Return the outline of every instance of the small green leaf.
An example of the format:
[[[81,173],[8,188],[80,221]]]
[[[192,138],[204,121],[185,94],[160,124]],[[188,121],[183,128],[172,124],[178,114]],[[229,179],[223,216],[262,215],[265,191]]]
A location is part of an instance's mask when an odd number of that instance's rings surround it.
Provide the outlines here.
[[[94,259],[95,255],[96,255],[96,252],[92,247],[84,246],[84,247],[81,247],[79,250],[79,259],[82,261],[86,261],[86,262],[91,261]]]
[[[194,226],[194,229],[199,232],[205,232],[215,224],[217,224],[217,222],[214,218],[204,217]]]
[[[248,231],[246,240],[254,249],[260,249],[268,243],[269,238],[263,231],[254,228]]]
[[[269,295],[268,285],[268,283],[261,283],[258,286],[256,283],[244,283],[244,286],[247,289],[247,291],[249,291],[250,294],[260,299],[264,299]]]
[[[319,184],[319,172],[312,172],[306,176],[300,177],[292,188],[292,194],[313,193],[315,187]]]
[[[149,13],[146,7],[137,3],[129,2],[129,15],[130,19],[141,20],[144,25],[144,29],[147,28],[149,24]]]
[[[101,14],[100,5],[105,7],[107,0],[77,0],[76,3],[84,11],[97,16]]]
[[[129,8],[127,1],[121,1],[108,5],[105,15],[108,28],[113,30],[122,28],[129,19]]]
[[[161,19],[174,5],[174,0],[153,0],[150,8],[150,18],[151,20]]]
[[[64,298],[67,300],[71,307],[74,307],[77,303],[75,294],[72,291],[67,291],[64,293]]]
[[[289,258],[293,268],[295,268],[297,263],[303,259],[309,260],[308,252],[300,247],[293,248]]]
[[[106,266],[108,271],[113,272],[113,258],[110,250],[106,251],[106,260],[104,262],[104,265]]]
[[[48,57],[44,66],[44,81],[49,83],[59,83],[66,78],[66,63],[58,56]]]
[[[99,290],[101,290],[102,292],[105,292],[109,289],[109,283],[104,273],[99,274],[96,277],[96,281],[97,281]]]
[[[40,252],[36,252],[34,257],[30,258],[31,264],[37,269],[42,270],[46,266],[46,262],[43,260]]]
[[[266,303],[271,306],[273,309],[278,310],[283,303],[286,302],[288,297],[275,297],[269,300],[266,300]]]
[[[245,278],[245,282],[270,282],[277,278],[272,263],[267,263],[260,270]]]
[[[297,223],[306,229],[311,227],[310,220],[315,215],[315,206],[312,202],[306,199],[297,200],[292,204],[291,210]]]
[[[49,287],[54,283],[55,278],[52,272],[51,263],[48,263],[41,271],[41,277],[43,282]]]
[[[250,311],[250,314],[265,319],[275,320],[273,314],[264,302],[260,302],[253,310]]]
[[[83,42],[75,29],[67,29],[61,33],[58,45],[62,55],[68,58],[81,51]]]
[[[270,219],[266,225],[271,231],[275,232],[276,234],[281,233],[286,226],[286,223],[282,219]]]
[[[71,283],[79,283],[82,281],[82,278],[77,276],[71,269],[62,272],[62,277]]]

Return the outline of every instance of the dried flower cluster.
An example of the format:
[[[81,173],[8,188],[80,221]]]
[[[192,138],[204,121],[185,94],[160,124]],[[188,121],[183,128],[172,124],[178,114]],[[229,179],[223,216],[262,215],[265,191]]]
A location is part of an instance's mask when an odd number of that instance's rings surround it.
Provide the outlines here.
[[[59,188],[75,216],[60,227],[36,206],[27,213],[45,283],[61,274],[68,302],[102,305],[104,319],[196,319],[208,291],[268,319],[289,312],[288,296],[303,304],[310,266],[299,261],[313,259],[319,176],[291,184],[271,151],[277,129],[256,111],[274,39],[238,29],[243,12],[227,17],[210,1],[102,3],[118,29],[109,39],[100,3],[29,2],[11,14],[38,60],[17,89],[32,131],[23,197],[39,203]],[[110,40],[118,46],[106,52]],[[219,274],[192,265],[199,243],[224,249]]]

++++++++++++++++++++

● **WORK TO BE COMPLETED**
Number each line of the rows above, one per line in order, and leave out any blank lines.

● **REPLY TO THE EXERCISE**
1. Return the outline of every instance of the small green leaf.
2. An example of the format:
3. [[[81,173],[8,188],[80,221]]]
4. [[[192,138],[204,121],[185,94],[160,124]],[[188,121],[183,128],[172,124],[178,114]],[[229,179],[223,216],[262,215],[265,191]]]
5. A location is part of an instance's mask when an odd number of that instance's rings surround it.
6. Provide the outlines here.
7. [[[94,259],[95,255],[96,255],[96,252],[92,247],[84,246],[84,247],[81,247],[79,250],[79,259],[82,261],[86,261],[86,262],[91,261]]]
8. [[[194,226],[194,229],[199,232],[205,232],[215,224],[217,224],[217,222],[214,218],[204,217]]]
9. [[[248,231],[246,240],[254,249],[260,249],[268,243],[269,238],[263,231],[254,228]]]
10. [[[269,295],[268,285],[268,283],[261,283],[258,286],[256,283],[244,283],[244,286],[247,289],[247,291],[249,291],[250,294],[260,299],[264,299]]]
11. [[[319,184],[319,172],[312,172],[306,176],[300,177],[292,188],[292,194],[313,193],[315,187]]]
12. [[[149,13],[146,7],[137,3],[129,2],[129,15],[130,19],[141,20],[144,25],[144,29],[147,28],[149,24]]]
13. [[[101,14],[100,5],[105,7],[107,0],[77,0],[76,3],[84,11],[97,16]]]
14. [[[129,8],[127,1],[121,1],[108,5],[105,15],[108,28],[113,30],[122,28],[129,19]]]
15. [[[161,19],[174,5],[174,0],[153,0],[150,8],[150,18],[151,20]]]
16. [[[64,298],[67,300],[71,307],[74,307],[77,303],[75,294],[72,291],[67,291],[64,293]]]
17. [[[289,258],[293,268],[295,268],[297,263],[303,259],[309,260],[308,252],[300,247],[293,248]]]
18. [[[106,266],[108,271],[113,272],[113,258],[110,250],[106,251],[106,260],[104,262],[104,265]]]
19. [[[48,57],[44,66],[44,81],[49,83],[59,83],[66,78],[66,63],[58,56]]]
20. [[[99,290],[101,290],[102,292],[105,292],[109,289],[109,283],[104,273],[99,274],[96,277],[96,281],[97,281]]]
21. [[[40,252],[36,252],[34,257],[30,258],[31,264],[37,269],[42,270],[46,266],[46,262],[43,260]]]
22. [[[266,303],[271,306],[273,309],[278,310],[283,303],[286,302],[288,297],[275,297],[269,300],[266,300]]]
23. [[[245,278],[245,282],[270,282],[277,278],[272,263],[267,263],[260,270]]]
24. [[[297,223],[306,229],[311,227],[310,220],[315,215],[315,206],[312,202],[306,199],[297,200],[292,204],[291,210]]]
25. [[[49,287],[54,283],[55,278],[52,272],[51,263],[48,263],[41,271],[41,277],[43,282]]]
26. [[[250,311],[250,314],[265,319],[275,320],[273,314],[264,302],[260,302],[253,310]]]
27. [[[83,42],[75,29],[67,29],[61,33],[58,45],[62,55],[68,58],[81,51]]]
28. [[[270,219],[266,225],[271,231],[275,232],[276,234],[281,233],[286,226],[286,223],[282,219]]]
29. [[[71,283],[79,283],[82,281],[82,278],[77,276],[71,269],[62,272],[62,277]]]
30. Return the outline of every instance of the dried flower cluster.
31. An example of the format:
32. [[[81,173],[8,188],[80,221]]]
33. [[[192,138],[204,121],[185,94],[160,124]],[[188,121],[183,128],[172,124],[178,114]],[[229,179],[223,216],[262,215],[265,191]]]
34. A location is part of an instance's mask when an odd number of that instance's rings surround it.
35. Provide the outlines here.
36. [[[59,188],[75,216],[60,227],[36,206],[27,213],[45,283],[61,274],[68,302],[102,305],[104,319],[196,319],[208,291],[268,319],[289,312],[288,296],[303,304],[310,266],[299,261],[313,259],[319,176],[291,184],[271,151],[277,129],[256,111],[274,39],[238,29],[243,12],[227,17],[210,1],[102,3],[118,29],[109,39],[100,3],[29,2],[11,14],[38,60],[17,89],[32,131],[23,197],[39,203]],[[110,40],[118,46],[106,52]],[[219,274],[192,265],[199,243],[224,249]]]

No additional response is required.